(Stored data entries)
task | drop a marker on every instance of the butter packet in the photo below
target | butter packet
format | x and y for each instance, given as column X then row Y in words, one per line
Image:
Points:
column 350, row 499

---

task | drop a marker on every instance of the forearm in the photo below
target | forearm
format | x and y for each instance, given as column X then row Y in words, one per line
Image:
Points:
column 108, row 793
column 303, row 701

* * *

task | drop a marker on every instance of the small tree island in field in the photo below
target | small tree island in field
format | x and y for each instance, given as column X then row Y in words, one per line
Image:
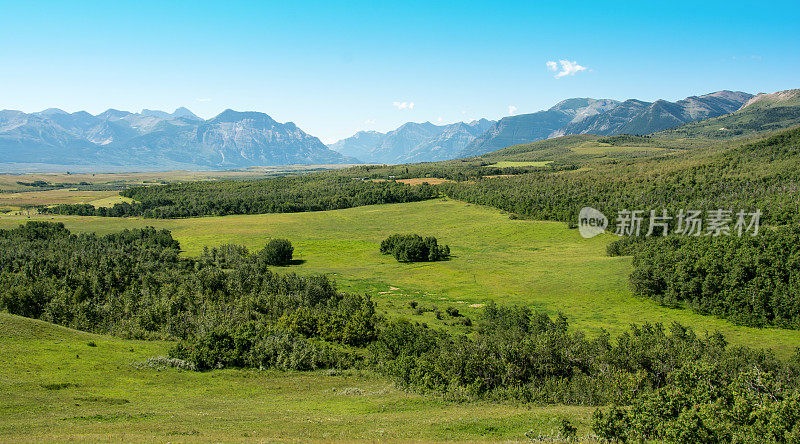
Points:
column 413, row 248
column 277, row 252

* _What the exercise asks_
Every line of the records that includes the word "tree" should be gathered.

* _Task result_
task | drop a marker on every instance of the small tree island in field in the photo below
target | small tree island in field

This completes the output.